### [Given problem]
In the material below, repeat only the lines from the one that holds "telephone box in" through the final line, exactly as they stand.

### [Material for the task]
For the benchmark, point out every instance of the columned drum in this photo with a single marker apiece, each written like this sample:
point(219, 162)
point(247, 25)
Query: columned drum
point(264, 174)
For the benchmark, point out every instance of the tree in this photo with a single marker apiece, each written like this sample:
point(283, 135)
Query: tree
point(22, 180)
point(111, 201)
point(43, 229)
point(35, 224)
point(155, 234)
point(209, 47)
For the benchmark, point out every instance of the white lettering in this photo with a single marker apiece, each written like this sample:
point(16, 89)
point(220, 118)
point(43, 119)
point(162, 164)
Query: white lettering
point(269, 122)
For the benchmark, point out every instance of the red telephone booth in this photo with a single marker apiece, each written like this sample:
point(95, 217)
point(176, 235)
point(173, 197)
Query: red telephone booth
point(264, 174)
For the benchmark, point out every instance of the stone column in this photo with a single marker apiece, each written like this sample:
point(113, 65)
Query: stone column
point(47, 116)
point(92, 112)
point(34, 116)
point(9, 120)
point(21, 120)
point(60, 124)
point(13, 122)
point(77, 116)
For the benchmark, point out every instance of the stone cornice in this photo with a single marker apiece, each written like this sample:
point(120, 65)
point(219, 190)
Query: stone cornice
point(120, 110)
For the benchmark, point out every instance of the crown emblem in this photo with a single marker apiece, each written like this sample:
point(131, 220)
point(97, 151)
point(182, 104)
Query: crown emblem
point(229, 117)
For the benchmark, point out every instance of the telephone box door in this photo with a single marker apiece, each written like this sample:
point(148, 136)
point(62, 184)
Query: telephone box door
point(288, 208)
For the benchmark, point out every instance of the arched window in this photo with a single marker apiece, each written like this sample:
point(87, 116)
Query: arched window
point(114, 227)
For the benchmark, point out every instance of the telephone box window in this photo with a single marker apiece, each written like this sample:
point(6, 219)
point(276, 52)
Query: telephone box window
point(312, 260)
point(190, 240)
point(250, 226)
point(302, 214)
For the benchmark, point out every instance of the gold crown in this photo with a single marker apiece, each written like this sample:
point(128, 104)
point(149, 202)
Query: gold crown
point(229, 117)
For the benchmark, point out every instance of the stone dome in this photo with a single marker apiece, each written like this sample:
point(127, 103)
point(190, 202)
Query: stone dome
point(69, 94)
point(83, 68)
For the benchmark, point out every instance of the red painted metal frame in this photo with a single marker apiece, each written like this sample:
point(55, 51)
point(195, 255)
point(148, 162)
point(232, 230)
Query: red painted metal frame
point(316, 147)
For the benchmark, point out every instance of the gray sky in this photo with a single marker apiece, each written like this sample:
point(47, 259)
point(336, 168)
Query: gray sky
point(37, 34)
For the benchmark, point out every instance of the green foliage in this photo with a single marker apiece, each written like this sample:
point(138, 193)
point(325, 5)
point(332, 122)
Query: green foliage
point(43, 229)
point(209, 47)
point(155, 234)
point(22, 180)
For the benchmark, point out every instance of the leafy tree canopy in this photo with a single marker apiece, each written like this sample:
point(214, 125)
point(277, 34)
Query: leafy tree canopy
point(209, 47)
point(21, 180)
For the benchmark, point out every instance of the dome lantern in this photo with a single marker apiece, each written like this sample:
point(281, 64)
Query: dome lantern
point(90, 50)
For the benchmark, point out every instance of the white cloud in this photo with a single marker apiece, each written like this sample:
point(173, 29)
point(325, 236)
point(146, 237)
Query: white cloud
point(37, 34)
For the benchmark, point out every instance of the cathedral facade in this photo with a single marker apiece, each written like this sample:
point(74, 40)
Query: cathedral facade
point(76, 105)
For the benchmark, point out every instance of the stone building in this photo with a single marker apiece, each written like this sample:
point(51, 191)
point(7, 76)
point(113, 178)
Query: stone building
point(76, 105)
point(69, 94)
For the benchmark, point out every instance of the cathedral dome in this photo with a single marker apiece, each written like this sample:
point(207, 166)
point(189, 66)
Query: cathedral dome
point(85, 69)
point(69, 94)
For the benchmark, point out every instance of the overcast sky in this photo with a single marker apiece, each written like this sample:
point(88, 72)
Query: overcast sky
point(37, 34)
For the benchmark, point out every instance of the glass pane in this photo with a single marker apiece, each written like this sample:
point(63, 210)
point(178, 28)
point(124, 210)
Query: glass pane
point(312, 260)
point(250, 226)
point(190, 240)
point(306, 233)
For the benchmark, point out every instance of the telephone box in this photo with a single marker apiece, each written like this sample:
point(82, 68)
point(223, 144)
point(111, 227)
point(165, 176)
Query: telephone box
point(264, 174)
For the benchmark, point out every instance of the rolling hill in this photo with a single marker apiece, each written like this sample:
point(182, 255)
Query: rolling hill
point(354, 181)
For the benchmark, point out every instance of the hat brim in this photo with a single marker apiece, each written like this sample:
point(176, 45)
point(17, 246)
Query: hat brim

### [Task output]
For the benchmark, point out every instance of the telephone box in this photo with a single marker apiece, each written like this sample:
point(82, 68)
point(223, 144)
point(111, 227)
point(165, 176)
Query: telephone box
point(264, 174)
For the benchmark, point out every instance of the rolling hill in this photo with a single marker apiece, each written like this sample:
point(182, 255)
Query: rolling hill
point(354, 181)
For the benchmark, point out every instance of the hat brim in this photo with a single marker apiece, each written like this sample:
point(176, 45)
point(17, 246)
Query: hat brim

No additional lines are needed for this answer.